-------- DOKUMENT
Zitiervorschlag:Fischer, jurisPR-SteuerR 40/2024 Anm. 1 Zitiervorschlag

Verpflichtender automatischer Informationsaustausch über meldepflichtige grenzüberschreitende Gestaltungen - Richtlinie 2011/16/EU in der durch die Richtlinie (EU) 2018/822 geänderten Fassung



Orientierungssätze zur Anmerkung

1. Die Richtlinie 2011/16 hält einer Prüfung am Maßstab der Grundsätze der Gleichbehandlung und der Nichtdiskriminierung sowie der Art. 20 und 21 der EUGrRCh insoweit stand, als die in Art. 8ab Abs. 1, 6 und 7 der Richtlinie vorgesehene Meldepflicht nicht auf die Gesellschaftssteuer beschränkt ist, sondern für alle in ihren Geltungsbereich fallenden Steuern gilt.
2. Bei der Einbeziehung der verschiedenen Arten von Steuern, die nach der Richtlinie 2011/16/EU der Meldepflicht unterliegen, handelt es sich um ein für die Bekämpfung aggressiver Steuerplanung sowie der Steuervermeidung und Steuerhinterziehung im Binnenmarkt nicht offensichtlich ungeeignetes Mittel.
3. Die von der Richtlinie 2011/16 verwendeten Begriffe wie „Gestaltung“, „grenzüberschreitende Gestaltung“, „marktfähige Gestaltung“ und „maßgeschneiderte Gestaltung“, „Intermediär“, „Beteiligter“ und „verbundenes Unternehmen“, „Bereitstellung der grenzüberschreitenden Gestaltung zur Umsetzung“ halten einer Prüfung am Maßstab des Grundsatzes der Rechtssicherheit und des in Art. 49 Abs. 1 EUGrRCh verankerten Grundsatzes der Gesetzmäßigkeit in Strafsachen stand.
4. Art. 7 der EUGrRCh garantiert notwendigerweise das Geheimnis der Rechtsberatung, und zwar sowohl im Hinblick auf ihren Inhalt als auch im Hinblick auf ihre Existenz. Personen, die einen Rechtsanwalt konsultieren, können vernünftigerweise erwarten, dass ihre Kommunikation privat und vertraulich bleibt.
5. Die Meldepflicht als solche stellt einen Eingriff in das Recht auf Achtung des Privatlebens und der Kommunikation dar, der dazu führt, dass der Verwaltung Einblick in das Ergebnis steuerlicher Planungs- und Gestaltungsaktivitäten im Kontext persönlicher, beruflicher oder geschäftlicher Tätigkeiten des Steuerpflichtigen selbst oder eines oder mehrerer Intermediäre i.S.v. Art. 3 Nr. 21 der Richtlinie 2011/16/EU verschafft wird.
----------------
-------- MATERIAL
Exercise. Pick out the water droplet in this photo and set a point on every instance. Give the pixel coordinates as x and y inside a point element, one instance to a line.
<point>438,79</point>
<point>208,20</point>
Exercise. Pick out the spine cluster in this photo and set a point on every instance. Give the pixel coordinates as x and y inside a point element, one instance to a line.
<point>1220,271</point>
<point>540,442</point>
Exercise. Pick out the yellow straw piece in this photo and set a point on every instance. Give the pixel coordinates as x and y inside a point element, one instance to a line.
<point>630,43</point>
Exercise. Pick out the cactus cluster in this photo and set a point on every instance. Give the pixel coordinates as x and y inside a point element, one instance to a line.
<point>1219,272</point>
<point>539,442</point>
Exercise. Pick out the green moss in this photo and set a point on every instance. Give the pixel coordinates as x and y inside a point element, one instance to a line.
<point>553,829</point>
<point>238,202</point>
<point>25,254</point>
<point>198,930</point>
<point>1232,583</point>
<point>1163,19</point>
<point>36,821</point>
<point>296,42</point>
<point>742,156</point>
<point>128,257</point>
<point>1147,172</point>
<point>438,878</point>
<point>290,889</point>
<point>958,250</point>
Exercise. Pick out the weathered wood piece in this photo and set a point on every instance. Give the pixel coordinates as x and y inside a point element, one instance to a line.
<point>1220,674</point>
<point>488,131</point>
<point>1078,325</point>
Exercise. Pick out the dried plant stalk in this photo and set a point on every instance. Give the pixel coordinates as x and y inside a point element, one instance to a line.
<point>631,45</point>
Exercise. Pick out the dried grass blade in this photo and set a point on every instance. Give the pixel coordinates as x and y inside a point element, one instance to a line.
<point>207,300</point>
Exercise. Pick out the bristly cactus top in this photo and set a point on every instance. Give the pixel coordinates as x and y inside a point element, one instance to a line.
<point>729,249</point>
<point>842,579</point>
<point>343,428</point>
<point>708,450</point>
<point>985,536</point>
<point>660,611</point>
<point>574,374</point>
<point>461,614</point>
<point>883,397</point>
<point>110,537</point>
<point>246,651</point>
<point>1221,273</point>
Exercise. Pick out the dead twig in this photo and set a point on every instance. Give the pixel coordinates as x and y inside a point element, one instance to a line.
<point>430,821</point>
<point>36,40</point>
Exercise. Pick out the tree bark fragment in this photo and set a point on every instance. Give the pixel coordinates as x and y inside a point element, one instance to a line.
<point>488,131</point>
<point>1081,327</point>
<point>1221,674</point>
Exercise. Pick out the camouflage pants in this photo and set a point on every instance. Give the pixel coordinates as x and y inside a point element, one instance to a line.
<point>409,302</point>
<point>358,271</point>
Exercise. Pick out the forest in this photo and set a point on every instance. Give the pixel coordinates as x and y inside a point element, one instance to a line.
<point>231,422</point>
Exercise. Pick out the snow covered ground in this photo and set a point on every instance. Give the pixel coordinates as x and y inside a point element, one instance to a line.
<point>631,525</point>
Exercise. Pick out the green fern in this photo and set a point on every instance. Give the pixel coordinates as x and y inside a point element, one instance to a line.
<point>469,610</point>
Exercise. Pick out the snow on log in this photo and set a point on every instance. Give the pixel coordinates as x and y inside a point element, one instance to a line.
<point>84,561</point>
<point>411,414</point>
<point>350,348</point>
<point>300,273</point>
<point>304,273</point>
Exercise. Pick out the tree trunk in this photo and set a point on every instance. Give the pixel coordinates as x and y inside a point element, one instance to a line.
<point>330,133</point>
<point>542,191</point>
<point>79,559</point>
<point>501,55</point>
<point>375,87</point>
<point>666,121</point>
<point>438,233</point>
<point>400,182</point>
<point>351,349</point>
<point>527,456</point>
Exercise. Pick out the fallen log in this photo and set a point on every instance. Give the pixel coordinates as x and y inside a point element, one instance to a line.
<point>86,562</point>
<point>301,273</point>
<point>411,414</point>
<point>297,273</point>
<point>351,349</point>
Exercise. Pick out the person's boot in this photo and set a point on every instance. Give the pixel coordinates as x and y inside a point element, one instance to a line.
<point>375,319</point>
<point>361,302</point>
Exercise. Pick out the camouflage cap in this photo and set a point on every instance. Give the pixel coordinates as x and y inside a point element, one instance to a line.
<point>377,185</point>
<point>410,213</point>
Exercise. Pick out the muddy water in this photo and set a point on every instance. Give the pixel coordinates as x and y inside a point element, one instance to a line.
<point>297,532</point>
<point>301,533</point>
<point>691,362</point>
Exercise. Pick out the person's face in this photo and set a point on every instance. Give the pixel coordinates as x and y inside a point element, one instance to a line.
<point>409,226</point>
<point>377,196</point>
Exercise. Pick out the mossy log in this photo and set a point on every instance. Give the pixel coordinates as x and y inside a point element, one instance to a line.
----------------
▶ SCHRIFTLICHE AUFGABE:
Entnimm dem Dokument zur Meldepflicht wortgetreu die Passage, die mit „4. Art. 7 der“ beginnt und mit „und vertraulich bleibt.“ endet.

▶ ANTWORT ZUR AUFGABE:
4. Art. 7 der EUGrRCh garantiert notwendigerweise das Geheimnis der Rechtsberatung, und zwar sowohl im Hinblick auf ihren Inhalt als auch im Hinblick auf ihre Existenz. Personen, die einen Rechtsanwalt konsultieren, können vernünftigerweise erwarten, dass ihre Kommunikation privat und vertraulich bleibt.